- Exercise
The records below should be written out again, exactly.

[Records from a collection]
•••••
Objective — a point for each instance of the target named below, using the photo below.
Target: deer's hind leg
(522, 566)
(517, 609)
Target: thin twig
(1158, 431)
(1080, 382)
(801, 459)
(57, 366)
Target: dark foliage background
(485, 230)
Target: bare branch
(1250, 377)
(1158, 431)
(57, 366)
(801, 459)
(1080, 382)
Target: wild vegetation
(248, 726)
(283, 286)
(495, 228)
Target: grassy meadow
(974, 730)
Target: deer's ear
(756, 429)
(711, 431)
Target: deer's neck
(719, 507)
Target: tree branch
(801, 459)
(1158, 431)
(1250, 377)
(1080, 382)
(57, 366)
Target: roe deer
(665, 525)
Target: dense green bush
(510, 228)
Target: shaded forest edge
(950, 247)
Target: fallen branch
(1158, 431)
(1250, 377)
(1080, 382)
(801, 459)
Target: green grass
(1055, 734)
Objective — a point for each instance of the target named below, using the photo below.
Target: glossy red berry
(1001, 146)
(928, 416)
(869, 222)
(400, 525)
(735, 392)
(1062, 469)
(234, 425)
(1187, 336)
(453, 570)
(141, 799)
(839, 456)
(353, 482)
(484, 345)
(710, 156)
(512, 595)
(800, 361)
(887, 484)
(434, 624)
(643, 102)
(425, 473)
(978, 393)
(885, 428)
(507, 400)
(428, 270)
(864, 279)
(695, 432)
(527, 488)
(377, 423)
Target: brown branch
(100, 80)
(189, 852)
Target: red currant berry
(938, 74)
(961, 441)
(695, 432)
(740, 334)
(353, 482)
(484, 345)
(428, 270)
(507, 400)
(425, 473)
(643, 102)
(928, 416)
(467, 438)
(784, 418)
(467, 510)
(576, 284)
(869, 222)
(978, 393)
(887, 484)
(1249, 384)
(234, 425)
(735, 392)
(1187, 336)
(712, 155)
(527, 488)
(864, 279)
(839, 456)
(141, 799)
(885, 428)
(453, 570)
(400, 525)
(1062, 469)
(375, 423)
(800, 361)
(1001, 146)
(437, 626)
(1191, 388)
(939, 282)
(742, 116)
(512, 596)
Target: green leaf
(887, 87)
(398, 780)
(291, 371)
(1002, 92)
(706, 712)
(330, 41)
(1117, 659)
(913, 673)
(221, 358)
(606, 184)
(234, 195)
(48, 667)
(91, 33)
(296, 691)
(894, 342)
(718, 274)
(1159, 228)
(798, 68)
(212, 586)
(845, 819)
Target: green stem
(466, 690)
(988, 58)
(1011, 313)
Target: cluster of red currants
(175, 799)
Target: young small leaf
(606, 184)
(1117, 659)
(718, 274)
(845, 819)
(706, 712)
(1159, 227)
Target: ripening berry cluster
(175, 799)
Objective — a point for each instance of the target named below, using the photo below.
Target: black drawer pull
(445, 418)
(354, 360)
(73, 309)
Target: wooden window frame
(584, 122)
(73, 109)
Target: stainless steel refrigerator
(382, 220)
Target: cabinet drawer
•••••
- Completed exercise
Objective — a point for each instance of the target named below, using the photo below.
Target: deer's hind leg
(522, 566)
(517, 609)
Target: thin twig
(1158, 431)
(1080, 382)
(801, 459)
(57, 366)
Target: dark foliage background
(485, 230)
Target: bare branch
(1250, 377)
(1158, 431)
(57, 366)
(801, 459)
(1080, 382)
Target: wild vegetation
(248, 726)
(283, 286)
(495, 228)
Target: grassy meadow
(974, 730)
Target: deer's ear
(756, 429)
(711, 431)
Target: deer's neck
(719, 507)
Target: tree branch
(801, 459)
(1158, 431)
(1250, 377)
(1080, 382)
(57, 366)
Target: roe deer
(665, 525)
Target: dense green bush
(510, 228)
Target: shaded forest edge
(950, 247)
Target: fallen branch
(1158, 431)
(1250, 377)
(1080, 382)
(801, 459)
Target: green grass
(1055, 734)
Objective — a point for each instance of the target named below, using the photo below.
Target: glossy red berry
(1001, 146)
(928, 416)
(869, 222)
(400, 525)
(735, 392)
(1062, 469)
(234, 425)
(1187, 336)
(453, 570)
(141, 799)
(839, 456)
(353, 482)
(484, 345)
(710, 156)
(512, 595)
(800, 361)
(887, 484)
(434, 624)
(643, 102)
(425, 473)
(978, 393)
(885, 428)
(507, 400)
(428, 270)
(864, 279)
(695, 432)
(527, 488)
(377, 423)
Target: brown branch
(100, 80)
(189, 852)
Target: red currant berry
(938, 74)
(961, 441)
(695, 432)
(740, 334)
(353, 482)
(484, 345)
(428, 270)
(507, 400)
(425, 473)
(643, 102)
(928, 416)
(467, 438)
(784, 418)
(467, 510)
(576, 284)
(869, 222)
(978, 393)
(887, 484)
(1249, 384)
(234, 425)
(735, 392)
(1187, 336)
(712, 155)
(527, 488)
(864, 279)
(839, 456)
(141, 799)
(885, 428)
(453, 570)
(400, 525)
(1062, 469)
(375, 423)
(800, 361)
(1001, 146)
(437, 626)
(1191, 388)
(939, 282)
(742, 116)
(512, 596)
Target: green leaf
(887, 87)
(398, 780)
(291, 371)
(1002, 92)
(706, 712)
(330, 41)
(1117, 659)
(913, 673)
(221, 358)
(606, 184)
(234, 195)
(48, 667)
(91, 33)
(296, 691)
(894, 342)
(718, 274)
(1159, 228)
(798, 68)
(212, 586)
(845, 819)
Target: green stem
(466, 690)
(988, 58)
(1011, 313)
Target: cluster of red currants
(175, 799)
Target: young small leaf
(606, 184)
(1117, 659)
(718, 274)
(845, 819)
(706, 712)
(1159, 227)
Target: ripening berry cluster
(175, 799)
Objective — a point for each instance of the target named below, using the photo below.
Target: black drawer pull
(445, 418)
(354, 360)
(73, 309)
Target: wooden window frame
(584, 122)
(73, 109)
Target: stainless steel refrigerator
(382, 220)
Target: cabinet drawer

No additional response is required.